§ What you are asked to do: In the text on data and safety monitoring, take the stretch from "All investigator-initiated and" through "trials require monitoring." and write it out again with "CROC" swapped for "oversight committee".

All investigator-initiated and industry studies also receive directed reviews for resource utilization i.e. Nursing, Pharmacy and Data Management by representatives of those support services that are on the committee.
In early 1997 the VCC Clinical Research Oversight Committee (CROC) was charged with responsibility for Data and Safety Monitoring. The CROC is a senior leadership committee.
The Committee has adopted the principles of monitoring and data safety as outlined in the NIH Policy for Data and Safety Monitoring, specifically that:
- All clinical trials require monitoring.
- Monitoring should be commensurate with risks.
- Monitoring should be commensurate with the size and complexity of the study.
- Monitoring must be performed on a regular basis, and conclusions of the monitoring reported to the appropriate individuals/groups.
Current monitoring activities include the following:
Internal Audits of Investigator-Initiated Studies
The monitoring of the study is the primary responsibility of the investigator. The Vermont Cancer Center's CROC reviews internal audits of investigator-initiated trials. The intent of these internal audits is to improve clinical research at UVM/FAHC. Please read the attached documents which review the audit process and a sample of an Audit Report which will be given to the PI after the internal audit.

§ Record excerpts:
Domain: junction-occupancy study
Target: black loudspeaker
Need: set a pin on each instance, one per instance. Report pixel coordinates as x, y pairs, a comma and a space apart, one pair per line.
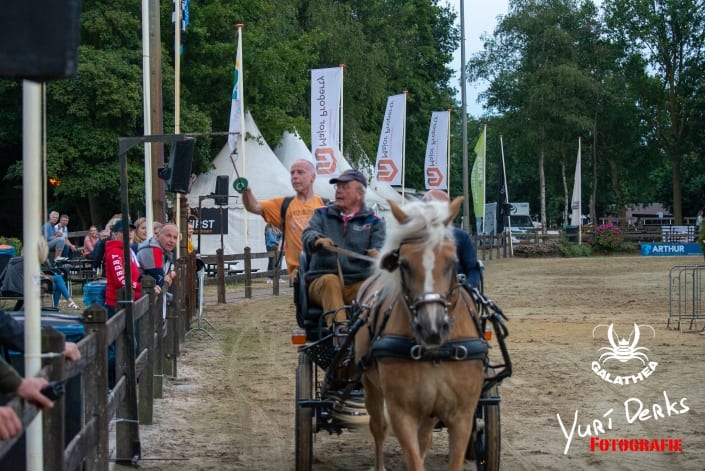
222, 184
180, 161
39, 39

...

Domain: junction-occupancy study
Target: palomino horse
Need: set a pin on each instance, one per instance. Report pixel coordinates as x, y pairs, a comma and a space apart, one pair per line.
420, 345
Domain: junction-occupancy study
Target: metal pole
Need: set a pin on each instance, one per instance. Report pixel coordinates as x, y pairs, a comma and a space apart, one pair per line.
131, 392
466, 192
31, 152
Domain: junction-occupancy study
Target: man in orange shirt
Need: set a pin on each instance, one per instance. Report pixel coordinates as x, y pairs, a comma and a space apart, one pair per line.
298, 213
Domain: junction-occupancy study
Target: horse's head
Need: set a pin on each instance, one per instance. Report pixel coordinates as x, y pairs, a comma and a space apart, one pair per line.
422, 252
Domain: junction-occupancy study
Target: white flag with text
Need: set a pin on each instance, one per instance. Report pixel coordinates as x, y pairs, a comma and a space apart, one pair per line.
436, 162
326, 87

§ Result:
All investigator-initiated and industry studies also receive directed reviews for resource utilization i.e. Nursing, Pharmacy and Data Management by representatives of those support services that are on the committee.
In early 1997 the VCC Clinical Research Oversight Committee (oversight committee) was charged with responsibility for Data and Safety Monitoring. The oversight committee is a senior leadership committee.
The Committee has adopted the principles of monitoring and data safety as outlined in the NIH Policy for Data and Safety Monitoring, specifically that:
- All clinical trials require monitoring.